GIVEN EXERCISE 1 >> Return each line of the listing that contains the string "grasshopper". Matching is case-sensitive.

____________________

Oracle offers a broad range of A&BI capabilities, both on-premises and in the Oracle Cloud. During the past year, Oracle has rebranded its cloud offerings, Oracle Analytics Cloud (OAC), with new edition-based pricing and packaging, creating one access point for all analytics components. OAC offers integrated data preparation, data discovery (with advanced exploration) and interactive dashboards via a single design tool supporting both desktop and web-based authoring. Data Visualization for Desktop is available as a free download for personal use or as part of departmental and enterprise OAC offerings. It is also available as an optional component to Oracle Business Intelligence 12c, deployed on-premises. (Oracle BI 12c is not covered here.)

OAC releases new versions three to four times per year, while Data Visualization for Desktop, which is part of Oracle BI 12c on-premises, is updated annually. Over the past year, Oracle closed many feature gaps in data preparation, interactive visualization and dashboarding. In terms of innovation, Oracle introduced natural-language search via text, voice and chat bot as well as natural-language generation (via an OEM) to explain insights in dashboards. Oracle also expanded the augmented analytics capabilities in OAC, both within the data preparation environment, as well as in the unified dashboard and interactive visualization and analysis workflow. On the mobile front, Oracle released Day by Day as part of OAC, and Synopsis — a freely available mobile analysis application for consumers. Day by Day learns users' behaviors and presents them with the most important insights with the user's context. Synopsis introduced augmented reality to capture data for analysis, using the mobile device camera as input.

Oracle's modern A&BI capabilities are most often deployed for a decentralized use case (59%), followed by agile, centralized BI provisioning (50%).

According to the reference customers, the top three reasons for selecting OAC are ease of use for content consumers, integration with enterprise applications and data access, and cloud deployment. Organizations selecting Oracle most often considered Microsoft Power BI, Tableau and Qlik as alternatives.

Strengths

  • Interactive exploration, dashboards, augmented analytics and mobile: OAC offers an integrated design experience for interactive analysis, reports and dashboards. In addition to offering core visual exploration features for light analysis, OAC supports advanced exploration, including custom groups and drag-and-drop advanced analytic functions (such as forecasting, clustering, trending, outliers and so on). Moreover, Oracle has delivered augmented analytics capabilities at a faster pace than most other vendors in the market. Text and voice for NLP as well as chat bot integrations are surfaced across data preparation to understand value distribution of data and correlations. Within the exploration environment, insights can be autogenerated to identify significant segments, clusters, drivers, outliers and anomalies with an explanation of findings in natural language. These augmented analytics capabilities are also made available in Oracle's mobile application, Day by Day.

  • Enterprise features with Oracle optimizations: OAC's integrated end-to-end hybrid and global cloud approach, its "Excellent to Outstanding" security and administration capabilities, the ability to function ship queries to underlying databases and integration with the Oracle 12c semantic layer appeals to IT departments that have implemented Oracle's traditional BI platform. OAC's growing set of domain-specific Oracle E-business Suite content packs, which are available for free, and Oracle optimizations (such as smart connectors that inherit Oracle security and semantic layer access to Oracle 12c and Oracle SaaS applications) make OAC attractive to Oracle customers. Users are also able to conduct "what if" and scenario analysis within OAC via Oracle Essbase, which is now natively supported as part of OAC's data preparation capabilities and included with both OAC departmental and enterprise editions.

____________________

GIVEN EXERCISE 2 >> Name every product that the Oracle analytics overview says organizations selecting Oracle most often considered as alternatives.

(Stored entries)
____________________

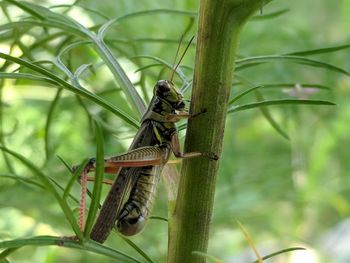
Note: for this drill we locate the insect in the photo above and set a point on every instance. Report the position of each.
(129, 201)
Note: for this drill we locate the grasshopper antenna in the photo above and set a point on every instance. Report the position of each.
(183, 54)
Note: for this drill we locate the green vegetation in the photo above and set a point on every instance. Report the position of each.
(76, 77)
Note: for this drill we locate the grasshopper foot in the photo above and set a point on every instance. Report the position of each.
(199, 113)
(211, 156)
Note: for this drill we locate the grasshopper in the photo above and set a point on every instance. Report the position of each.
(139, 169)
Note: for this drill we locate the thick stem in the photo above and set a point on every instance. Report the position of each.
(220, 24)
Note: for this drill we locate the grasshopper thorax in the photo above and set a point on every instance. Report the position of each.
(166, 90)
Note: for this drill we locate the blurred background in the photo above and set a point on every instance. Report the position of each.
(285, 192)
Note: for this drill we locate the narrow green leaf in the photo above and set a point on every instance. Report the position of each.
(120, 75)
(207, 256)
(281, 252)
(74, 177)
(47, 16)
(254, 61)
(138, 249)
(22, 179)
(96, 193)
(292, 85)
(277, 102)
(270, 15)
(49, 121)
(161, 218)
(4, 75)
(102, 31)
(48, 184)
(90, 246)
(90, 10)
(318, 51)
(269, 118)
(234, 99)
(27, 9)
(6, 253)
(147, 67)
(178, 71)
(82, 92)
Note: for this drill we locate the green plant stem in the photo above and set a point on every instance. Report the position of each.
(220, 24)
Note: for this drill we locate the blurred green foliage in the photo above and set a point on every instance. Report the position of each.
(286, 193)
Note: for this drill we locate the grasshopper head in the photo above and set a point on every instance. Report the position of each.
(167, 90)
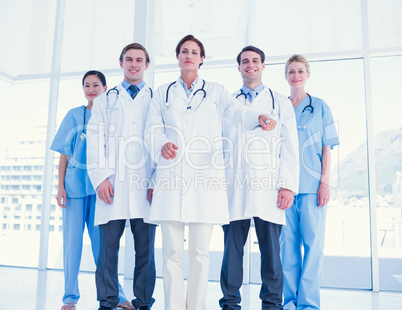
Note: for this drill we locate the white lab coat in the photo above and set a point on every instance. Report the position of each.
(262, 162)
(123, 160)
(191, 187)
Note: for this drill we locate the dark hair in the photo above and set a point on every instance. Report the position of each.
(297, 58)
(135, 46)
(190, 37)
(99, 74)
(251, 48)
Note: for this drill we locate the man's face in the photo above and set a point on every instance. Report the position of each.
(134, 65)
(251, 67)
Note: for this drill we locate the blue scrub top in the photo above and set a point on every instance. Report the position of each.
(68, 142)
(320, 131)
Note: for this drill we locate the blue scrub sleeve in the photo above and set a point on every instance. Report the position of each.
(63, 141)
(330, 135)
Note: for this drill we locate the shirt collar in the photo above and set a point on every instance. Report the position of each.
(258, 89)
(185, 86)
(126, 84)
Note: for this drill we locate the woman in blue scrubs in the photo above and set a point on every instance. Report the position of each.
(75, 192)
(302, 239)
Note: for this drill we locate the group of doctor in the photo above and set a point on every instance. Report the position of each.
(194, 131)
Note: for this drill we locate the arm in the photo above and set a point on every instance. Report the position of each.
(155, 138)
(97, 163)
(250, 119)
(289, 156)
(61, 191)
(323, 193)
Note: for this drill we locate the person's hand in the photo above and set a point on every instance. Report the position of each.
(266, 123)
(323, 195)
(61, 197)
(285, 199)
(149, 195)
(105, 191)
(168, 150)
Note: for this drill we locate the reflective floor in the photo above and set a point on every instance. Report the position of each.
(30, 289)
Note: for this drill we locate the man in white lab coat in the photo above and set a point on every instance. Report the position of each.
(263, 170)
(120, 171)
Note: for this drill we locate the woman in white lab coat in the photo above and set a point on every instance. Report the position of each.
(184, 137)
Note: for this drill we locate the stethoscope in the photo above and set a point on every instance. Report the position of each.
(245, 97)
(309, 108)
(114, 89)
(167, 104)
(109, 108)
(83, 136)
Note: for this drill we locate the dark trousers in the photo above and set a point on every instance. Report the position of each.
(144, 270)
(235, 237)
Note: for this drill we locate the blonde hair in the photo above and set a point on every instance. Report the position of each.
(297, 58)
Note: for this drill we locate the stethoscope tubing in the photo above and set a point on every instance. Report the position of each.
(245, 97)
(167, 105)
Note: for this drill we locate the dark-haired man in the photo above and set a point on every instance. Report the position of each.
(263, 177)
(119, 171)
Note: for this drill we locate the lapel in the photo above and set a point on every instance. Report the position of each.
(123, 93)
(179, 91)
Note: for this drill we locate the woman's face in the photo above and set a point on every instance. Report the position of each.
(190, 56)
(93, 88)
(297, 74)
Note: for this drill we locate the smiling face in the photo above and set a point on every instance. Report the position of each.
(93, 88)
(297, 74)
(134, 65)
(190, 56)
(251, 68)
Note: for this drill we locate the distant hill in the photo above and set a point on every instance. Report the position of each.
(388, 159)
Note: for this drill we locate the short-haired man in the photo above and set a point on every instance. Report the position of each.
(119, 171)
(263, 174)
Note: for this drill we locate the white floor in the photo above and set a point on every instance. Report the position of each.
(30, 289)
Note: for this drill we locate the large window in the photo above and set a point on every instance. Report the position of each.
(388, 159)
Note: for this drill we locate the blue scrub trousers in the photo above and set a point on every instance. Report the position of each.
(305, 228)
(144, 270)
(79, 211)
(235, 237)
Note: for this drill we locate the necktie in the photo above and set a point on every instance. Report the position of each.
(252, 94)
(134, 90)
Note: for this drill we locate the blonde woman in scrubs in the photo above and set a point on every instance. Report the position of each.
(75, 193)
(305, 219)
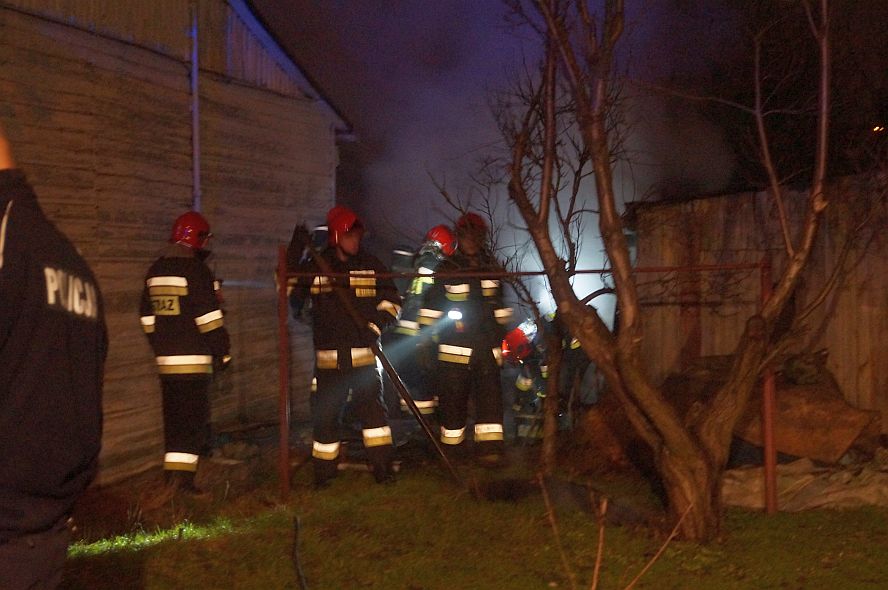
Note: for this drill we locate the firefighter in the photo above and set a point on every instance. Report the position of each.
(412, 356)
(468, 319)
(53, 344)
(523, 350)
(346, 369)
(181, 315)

____________________

FULL OUTPUT 1 >>
Note: for this drill we locate the grasshopper antenna in the photo above and set a point on every instance. Report the position of each.
Note: for this drill we locate the grasshopper foot in the photo above and set a point on every instance. Report the position of each.
Note: for this drill we locate the grasshopper in the photo above and set a point on every instance. Report the position of each.
Note: for this drill we locate the grasshopper thorax in the photo above and set a point on every instance. Report the position of each.
Note: for this drill we locate the grasshopper head in the photo above and set a point on every instance. Report the position of each.

FULL OUTPUT 2 >>
- Microsoft Power BI
- Tableau
- Qlik